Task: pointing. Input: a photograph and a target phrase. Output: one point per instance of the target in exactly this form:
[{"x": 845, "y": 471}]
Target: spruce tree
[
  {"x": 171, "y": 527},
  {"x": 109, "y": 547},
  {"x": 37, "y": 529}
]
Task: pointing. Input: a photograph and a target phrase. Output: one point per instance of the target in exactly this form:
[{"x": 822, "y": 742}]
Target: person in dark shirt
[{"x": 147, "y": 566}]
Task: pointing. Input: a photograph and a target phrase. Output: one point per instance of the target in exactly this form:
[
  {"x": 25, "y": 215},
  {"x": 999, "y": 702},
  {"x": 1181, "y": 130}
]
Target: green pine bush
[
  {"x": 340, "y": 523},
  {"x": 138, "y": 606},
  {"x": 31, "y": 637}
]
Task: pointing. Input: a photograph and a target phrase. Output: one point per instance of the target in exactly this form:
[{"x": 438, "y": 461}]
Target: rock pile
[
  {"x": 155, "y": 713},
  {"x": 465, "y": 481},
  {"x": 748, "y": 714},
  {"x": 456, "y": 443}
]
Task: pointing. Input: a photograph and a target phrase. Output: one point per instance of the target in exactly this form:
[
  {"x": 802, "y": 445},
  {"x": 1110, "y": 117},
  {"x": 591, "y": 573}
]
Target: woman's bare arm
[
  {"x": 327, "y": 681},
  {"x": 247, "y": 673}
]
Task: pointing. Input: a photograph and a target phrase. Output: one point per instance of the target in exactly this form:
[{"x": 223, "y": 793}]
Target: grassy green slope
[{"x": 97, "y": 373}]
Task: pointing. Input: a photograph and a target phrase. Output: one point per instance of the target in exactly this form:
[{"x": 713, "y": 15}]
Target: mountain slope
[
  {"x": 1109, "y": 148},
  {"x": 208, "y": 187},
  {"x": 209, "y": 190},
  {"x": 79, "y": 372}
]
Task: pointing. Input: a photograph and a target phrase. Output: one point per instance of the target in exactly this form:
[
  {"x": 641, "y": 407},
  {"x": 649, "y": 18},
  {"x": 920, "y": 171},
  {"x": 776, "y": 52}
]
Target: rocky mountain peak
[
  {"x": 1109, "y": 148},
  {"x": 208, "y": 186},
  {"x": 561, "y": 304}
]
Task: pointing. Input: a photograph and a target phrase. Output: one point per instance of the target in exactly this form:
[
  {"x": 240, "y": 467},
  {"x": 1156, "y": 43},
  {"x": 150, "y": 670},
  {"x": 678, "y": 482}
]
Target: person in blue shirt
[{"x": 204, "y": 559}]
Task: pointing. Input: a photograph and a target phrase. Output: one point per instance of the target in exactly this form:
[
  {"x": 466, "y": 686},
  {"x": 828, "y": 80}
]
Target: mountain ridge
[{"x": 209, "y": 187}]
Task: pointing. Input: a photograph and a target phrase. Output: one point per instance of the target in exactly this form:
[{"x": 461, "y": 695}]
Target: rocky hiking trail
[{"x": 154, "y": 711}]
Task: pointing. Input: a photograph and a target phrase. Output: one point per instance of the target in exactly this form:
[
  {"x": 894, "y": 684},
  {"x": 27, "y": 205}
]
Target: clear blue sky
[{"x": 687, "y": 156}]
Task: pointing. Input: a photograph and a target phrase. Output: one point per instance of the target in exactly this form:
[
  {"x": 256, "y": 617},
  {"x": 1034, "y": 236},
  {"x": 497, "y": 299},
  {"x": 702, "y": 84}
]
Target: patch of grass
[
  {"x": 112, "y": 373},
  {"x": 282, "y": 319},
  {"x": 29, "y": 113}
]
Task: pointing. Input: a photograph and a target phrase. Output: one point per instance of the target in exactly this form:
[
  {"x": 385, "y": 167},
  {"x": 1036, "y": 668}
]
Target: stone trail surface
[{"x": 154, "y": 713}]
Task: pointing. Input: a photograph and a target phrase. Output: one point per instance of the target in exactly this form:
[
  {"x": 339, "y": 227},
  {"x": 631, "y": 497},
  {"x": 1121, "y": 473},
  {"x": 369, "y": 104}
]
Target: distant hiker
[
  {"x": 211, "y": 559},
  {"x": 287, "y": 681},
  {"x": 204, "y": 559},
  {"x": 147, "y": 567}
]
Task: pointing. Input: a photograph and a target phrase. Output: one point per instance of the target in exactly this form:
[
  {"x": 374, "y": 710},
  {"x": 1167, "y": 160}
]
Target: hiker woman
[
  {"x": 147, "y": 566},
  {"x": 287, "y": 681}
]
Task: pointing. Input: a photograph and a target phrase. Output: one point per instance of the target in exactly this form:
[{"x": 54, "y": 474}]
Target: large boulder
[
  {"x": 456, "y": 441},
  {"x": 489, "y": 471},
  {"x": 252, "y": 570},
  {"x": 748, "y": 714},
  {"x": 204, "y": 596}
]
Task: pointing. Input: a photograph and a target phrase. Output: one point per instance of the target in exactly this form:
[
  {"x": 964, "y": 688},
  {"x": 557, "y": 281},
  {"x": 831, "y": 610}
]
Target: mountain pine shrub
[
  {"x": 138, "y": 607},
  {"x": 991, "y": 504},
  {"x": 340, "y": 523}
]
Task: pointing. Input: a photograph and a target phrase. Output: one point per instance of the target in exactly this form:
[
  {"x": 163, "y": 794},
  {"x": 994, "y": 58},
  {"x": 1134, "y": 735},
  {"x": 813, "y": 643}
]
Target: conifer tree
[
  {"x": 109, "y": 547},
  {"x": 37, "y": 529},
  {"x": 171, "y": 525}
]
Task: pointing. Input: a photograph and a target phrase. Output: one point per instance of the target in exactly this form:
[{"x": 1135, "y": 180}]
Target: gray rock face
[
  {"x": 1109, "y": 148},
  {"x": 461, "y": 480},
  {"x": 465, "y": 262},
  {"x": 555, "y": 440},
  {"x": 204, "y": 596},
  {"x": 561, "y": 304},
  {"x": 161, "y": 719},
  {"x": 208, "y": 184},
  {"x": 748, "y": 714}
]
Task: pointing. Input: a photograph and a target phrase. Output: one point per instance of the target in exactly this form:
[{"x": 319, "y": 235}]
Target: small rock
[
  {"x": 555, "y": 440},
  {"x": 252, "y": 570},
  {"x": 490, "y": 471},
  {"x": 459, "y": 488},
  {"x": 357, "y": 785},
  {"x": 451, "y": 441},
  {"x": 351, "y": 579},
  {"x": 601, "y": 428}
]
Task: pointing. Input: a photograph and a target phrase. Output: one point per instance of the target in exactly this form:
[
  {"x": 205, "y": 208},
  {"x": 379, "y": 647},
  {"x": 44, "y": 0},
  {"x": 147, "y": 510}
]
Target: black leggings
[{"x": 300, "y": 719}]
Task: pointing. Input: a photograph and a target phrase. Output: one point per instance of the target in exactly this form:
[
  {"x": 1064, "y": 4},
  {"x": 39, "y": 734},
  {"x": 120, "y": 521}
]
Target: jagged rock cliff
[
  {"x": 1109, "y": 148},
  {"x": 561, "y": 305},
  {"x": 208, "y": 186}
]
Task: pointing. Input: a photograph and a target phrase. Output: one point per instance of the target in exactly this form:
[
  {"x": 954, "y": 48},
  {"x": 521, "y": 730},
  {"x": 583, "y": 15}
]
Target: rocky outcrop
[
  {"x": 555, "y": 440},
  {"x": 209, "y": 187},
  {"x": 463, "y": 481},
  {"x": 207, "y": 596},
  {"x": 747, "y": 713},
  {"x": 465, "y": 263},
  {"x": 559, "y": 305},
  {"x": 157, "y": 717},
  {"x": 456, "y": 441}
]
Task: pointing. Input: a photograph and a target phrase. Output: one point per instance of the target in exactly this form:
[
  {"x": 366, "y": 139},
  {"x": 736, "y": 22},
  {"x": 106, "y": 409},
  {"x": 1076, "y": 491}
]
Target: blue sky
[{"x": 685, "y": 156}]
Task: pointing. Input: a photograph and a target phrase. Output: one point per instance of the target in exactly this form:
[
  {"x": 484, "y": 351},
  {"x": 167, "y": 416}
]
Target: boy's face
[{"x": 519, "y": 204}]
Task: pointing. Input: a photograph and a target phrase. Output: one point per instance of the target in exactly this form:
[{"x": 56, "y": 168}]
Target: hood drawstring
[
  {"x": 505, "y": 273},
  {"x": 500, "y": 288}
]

#### Stated goal:
Locate every line above that contains the string "trail" and copy each of those lines in full. Case counts when matching.

#### The output:
Target: rocky hiking trail
Target: stone trail surface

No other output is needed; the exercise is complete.